Dataset>
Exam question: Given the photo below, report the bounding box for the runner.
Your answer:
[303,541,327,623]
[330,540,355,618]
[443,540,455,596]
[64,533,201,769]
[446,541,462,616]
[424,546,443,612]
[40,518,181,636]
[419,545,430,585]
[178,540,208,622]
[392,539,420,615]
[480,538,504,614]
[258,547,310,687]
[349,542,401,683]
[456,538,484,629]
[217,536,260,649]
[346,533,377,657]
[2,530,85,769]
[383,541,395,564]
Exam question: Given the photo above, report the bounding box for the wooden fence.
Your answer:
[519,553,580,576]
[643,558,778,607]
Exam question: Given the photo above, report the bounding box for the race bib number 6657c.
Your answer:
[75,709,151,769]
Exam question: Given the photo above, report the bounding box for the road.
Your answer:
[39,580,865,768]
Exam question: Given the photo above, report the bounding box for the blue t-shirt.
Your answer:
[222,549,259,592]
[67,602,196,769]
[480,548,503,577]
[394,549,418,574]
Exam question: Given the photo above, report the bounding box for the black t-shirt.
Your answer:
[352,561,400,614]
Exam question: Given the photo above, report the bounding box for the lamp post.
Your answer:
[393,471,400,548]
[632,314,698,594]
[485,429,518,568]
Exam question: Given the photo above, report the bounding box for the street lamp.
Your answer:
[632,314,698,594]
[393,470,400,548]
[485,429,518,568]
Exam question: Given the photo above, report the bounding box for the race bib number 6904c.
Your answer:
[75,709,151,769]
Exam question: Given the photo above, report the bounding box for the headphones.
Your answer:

Task> Print the records above in full, exactly.

Reply>
Exam question: Given the photo below, report the bounding box for the runner.
Your answer:
[303,541,327,623]
[330,540,355,618]
[443,540,455,596]
[64,533,201,769]
[446,541,462,616]
[424,546,443,612]
[40,518,181,636]
[419,545,430,585]
[178,540,208,622]
[392,539,420,615]
[480,538,504,614]
[258,547,310,687]
[349,542,401,683]
[456,538,484,629]
[217,536,260,649]
[346,533,377,657]
[2,530,85,769]
[383,541,395,564]
Exam question: Given the photo above, report the bounding box for the wooden fence.
Your answer:
[519,553,580,576]
[643,558,778,607]
Exam question: Given the photo above, report the bounding box for the race bib number 6657c.
Your answer:
[75,709,151,769]
Exam question: Given the photo above, report the bounding box for the road.
Your answer:
[39,580,865,768]
Exam question: Given the photo above, report the bounding box for the blue t-shirt.
Your answer:
[222,549,259,592]
[67,602,196,769]
[480,548,503,577]
[394,549,418,574]
Exam question: Given the photo above, report the bounding box for the black t-shirt.
Your answer:
[352,561,400,614]
Exam question: Given the photo above, report the bounding box for the lamp post.
Your answer:
[393,471,400,548]
[632,314,698,594]
[485,429,518,568]
Exam question: Given the photo above, report the bounding box for the street lamp.
Your answer:
[632,314,698,594]
[393,470,400,548]
[485,429,518,568]
Exam question: Given the photo above, report the bounding box for the race bib number 6904c.
Your answer:
[75,709,151,769]
Exam question: Given the photo above, report the bounding box for the headphones.
Your answer:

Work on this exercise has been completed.